(Data for review)
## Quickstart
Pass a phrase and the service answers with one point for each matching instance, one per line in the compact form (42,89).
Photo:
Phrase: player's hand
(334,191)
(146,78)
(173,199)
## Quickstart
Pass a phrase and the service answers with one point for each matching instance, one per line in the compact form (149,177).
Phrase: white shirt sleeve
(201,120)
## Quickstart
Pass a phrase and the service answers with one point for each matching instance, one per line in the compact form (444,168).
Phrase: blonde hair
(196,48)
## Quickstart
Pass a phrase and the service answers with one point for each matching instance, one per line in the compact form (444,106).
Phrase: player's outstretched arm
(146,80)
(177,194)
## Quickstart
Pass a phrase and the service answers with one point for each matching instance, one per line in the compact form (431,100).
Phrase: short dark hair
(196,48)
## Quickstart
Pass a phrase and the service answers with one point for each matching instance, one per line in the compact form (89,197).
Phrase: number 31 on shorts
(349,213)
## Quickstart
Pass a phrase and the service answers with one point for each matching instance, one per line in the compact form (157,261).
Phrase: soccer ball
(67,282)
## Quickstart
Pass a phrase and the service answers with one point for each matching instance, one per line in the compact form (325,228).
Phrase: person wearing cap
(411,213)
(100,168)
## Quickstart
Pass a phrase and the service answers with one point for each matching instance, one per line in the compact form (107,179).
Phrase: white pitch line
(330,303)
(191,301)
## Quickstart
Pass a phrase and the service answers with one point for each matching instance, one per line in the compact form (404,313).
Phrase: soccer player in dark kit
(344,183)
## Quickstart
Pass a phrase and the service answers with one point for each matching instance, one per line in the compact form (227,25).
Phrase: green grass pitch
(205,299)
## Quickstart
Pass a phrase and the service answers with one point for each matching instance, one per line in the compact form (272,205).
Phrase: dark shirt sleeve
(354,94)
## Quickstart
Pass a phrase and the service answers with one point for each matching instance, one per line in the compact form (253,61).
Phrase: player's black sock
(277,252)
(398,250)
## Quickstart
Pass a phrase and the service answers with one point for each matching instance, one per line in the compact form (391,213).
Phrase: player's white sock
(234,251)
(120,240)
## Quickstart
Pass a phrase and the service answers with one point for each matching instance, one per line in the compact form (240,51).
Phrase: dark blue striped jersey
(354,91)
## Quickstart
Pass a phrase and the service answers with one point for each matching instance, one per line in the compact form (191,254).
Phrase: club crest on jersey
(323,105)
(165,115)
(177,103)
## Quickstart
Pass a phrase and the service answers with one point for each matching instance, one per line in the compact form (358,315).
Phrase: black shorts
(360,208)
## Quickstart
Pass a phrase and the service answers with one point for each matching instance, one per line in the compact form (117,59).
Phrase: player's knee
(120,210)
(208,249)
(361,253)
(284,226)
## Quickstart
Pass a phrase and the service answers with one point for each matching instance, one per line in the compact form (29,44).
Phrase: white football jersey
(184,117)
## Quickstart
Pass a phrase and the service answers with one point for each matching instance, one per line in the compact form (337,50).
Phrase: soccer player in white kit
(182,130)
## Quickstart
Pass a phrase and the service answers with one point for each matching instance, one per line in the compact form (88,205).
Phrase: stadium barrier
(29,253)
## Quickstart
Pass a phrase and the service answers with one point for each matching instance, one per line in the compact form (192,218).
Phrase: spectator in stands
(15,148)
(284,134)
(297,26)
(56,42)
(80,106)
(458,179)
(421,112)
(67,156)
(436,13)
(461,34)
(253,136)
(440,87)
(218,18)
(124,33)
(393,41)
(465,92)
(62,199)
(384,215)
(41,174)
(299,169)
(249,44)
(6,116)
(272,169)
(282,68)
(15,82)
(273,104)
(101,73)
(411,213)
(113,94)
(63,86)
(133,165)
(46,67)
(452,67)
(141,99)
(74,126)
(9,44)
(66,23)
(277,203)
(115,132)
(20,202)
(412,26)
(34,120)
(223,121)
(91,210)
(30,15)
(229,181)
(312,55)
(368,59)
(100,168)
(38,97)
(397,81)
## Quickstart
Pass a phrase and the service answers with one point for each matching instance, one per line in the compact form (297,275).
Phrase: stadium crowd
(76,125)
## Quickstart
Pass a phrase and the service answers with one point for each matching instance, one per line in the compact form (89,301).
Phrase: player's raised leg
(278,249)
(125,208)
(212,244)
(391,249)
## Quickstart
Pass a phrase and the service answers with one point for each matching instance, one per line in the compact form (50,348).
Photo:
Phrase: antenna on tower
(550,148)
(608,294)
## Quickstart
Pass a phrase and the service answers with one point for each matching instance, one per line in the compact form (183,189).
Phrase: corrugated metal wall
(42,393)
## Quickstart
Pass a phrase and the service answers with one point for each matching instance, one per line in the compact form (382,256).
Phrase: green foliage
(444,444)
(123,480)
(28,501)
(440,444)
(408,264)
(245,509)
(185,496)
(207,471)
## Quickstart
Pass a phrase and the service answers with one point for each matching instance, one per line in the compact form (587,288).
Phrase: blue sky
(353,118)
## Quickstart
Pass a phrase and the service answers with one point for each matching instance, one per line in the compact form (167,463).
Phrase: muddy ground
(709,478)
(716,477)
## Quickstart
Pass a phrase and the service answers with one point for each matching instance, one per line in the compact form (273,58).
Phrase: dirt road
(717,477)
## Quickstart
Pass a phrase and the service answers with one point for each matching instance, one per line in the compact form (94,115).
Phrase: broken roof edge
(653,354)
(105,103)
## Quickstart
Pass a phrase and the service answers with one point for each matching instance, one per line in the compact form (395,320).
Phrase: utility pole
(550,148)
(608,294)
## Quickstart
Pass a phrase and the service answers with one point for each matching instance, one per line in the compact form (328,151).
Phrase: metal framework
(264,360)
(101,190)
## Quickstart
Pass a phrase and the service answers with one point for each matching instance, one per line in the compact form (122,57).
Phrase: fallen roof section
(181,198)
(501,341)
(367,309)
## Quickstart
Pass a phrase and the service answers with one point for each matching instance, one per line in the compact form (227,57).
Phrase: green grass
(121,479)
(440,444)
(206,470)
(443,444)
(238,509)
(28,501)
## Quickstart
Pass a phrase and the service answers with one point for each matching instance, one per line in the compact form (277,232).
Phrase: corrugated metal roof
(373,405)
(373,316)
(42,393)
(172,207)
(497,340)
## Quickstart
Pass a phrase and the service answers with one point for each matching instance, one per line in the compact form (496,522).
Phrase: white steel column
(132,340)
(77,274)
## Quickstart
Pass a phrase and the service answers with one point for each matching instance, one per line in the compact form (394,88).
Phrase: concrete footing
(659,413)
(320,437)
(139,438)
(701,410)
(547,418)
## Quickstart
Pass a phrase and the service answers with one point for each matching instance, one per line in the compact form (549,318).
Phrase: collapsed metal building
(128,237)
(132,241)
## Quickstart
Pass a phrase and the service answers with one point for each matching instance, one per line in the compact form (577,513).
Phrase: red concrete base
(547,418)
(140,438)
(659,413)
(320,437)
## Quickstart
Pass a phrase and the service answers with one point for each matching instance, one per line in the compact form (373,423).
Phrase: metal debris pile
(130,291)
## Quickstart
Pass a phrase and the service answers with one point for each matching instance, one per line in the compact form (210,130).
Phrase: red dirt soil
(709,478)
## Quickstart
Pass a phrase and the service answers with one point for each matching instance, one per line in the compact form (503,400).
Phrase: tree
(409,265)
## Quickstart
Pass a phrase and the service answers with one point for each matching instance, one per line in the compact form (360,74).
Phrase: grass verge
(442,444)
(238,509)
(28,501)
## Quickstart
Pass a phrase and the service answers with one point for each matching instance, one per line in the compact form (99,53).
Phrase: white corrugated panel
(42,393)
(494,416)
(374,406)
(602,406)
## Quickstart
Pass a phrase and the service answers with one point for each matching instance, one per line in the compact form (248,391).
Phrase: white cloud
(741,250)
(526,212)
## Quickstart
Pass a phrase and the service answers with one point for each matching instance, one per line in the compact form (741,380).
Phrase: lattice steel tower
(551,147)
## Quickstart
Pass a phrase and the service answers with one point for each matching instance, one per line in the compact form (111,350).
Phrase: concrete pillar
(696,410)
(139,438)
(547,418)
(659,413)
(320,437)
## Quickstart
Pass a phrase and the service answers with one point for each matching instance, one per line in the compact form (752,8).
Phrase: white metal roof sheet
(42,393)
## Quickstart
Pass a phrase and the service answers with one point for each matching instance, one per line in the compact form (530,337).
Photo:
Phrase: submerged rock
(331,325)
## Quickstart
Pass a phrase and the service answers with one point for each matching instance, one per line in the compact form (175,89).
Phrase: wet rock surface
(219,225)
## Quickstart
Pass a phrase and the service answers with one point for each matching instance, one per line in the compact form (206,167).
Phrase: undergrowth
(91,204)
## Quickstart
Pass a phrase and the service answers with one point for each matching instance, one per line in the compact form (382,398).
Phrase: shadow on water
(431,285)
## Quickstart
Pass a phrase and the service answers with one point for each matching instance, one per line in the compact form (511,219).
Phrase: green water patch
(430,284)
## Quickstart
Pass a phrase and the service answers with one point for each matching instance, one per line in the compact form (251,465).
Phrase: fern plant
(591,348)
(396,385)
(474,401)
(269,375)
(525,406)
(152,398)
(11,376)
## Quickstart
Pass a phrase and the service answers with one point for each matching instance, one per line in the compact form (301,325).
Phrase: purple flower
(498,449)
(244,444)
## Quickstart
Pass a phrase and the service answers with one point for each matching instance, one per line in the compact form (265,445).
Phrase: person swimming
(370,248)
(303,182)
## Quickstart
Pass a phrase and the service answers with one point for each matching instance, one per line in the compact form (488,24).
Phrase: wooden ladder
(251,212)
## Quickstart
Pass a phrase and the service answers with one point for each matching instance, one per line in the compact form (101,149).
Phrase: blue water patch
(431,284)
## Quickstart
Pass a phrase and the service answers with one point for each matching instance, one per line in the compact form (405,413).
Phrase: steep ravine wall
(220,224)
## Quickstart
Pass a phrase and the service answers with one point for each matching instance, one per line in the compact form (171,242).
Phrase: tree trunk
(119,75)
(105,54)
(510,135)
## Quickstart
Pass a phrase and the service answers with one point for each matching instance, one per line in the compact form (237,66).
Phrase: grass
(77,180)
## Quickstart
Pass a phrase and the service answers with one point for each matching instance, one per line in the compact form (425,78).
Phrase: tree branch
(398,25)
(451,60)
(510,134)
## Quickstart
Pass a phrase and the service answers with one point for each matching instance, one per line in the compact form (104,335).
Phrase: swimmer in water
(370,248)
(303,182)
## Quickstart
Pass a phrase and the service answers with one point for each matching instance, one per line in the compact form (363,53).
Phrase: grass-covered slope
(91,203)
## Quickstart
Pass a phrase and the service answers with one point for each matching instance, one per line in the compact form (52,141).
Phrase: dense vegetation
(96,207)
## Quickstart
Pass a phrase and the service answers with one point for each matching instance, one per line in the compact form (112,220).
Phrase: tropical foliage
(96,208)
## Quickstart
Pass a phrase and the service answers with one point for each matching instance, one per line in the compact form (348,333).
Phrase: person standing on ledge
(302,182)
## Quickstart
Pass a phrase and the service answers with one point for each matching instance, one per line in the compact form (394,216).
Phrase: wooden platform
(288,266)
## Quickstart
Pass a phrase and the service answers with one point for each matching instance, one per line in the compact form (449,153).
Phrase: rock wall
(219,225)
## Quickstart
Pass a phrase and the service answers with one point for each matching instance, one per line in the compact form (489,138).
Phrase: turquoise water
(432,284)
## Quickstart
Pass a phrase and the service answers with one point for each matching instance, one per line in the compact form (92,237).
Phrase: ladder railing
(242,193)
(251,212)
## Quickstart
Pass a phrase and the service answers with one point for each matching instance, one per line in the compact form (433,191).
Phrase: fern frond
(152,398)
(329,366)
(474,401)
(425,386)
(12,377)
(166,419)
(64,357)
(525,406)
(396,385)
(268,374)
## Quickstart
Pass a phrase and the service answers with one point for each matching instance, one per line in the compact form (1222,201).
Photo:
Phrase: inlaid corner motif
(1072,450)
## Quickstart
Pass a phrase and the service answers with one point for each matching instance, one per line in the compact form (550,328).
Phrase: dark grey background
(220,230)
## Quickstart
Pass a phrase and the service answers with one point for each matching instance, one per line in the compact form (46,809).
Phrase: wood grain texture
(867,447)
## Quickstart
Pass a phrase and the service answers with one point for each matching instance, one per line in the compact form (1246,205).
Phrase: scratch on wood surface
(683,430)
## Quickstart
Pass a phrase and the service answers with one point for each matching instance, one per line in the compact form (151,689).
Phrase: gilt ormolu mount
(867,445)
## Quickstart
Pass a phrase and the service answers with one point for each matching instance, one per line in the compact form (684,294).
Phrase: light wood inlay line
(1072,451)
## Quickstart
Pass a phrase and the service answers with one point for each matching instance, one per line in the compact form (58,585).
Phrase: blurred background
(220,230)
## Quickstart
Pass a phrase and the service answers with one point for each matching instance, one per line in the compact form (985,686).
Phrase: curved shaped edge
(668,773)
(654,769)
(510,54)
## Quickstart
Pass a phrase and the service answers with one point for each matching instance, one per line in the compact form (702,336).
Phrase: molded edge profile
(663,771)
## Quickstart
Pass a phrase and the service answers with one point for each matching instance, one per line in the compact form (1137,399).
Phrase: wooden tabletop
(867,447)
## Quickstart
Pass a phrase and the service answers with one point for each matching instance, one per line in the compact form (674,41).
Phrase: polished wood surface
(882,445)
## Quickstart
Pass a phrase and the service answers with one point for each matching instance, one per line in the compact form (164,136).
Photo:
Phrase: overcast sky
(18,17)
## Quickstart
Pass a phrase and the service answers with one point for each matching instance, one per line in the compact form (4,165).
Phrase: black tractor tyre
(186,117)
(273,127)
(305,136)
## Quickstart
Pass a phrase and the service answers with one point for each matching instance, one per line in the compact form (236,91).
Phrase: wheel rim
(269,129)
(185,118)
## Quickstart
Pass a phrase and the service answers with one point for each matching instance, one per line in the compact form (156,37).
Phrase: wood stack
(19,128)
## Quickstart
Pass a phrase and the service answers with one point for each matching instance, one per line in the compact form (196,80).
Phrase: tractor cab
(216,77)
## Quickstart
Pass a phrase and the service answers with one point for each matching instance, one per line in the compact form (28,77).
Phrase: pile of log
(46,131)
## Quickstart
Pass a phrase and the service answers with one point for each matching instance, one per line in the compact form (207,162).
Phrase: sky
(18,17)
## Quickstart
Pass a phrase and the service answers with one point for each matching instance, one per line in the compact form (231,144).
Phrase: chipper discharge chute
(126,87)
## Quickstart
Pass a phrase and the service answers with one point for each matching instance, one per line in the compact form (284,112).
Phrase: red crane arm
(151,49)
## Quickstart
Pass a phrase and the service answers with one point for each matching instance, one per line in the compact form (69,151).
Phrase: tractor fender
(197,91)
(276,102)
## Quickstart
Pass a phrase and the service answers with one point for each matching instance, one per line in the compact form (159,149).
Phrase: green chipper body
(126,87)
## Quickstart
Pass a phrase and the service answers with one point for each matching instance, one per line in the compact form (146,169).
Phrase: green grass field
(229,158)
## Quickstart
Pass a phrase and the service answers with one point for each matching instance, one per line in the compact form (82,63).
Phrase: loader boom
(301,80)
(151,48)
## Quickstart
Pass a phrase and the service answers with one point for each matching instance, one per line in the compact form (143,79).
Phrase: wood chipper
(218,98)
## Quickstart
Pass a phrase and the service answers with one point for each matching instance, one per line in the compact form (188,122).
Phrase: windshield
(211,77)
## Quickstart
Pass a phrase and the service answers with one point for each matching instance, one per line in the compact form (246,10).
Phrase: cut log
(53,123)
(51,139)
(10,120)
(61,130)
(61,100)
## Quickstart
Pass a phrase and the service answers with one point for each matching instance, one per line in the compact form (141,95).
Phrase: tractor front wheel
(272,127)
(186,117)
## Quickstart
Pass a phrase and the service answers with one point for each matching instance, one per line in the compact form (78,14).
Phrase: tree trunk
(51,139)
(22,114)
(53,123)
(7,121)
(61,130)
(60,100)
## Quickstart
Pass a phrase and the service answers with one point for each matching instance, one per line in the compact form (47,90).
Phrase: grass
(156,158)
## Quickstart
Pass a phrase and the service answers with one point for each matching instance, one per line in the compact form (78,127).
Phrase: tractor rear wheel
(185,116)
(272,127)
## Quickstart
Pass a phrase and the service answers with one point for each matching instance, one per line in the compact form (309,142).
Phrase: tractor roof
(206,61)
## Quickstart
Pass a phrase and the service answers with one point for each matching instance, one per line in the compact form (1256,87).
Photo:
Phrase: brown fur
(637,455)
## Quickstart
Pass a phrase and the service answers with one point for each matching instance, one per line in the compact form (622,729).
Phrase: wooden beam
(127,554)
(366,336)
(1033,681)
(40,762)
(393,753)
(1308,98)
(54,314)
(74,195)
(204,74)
(End Data for review)
• What to produce:
Looking at the data above, return every line from the one with "compact form (151,689)." down to the one with "compact form (985,686).", exactly and inclusively.

• Output for this task:
Pass a phrase and the service answers with one point for each matching instance, one per line in the compact form (151,689).
Phrase: gilt ormolu mount
(867,445)
## Quickstart
Pass a phrase and the service answers with one point for each matching instance, one per line in the compact form (684,294).
Phrase: light wood inlay line
(1072,451)
## Quickstart
Pass a phrase and the service answers with one point for each matching instance, one per line in the compact form (58,585).
Phrase: blurred background
(220,230)
## Quickstart
Pass a phrase and the service answers with one point for each matching instance, one per line in the compact form (985,686).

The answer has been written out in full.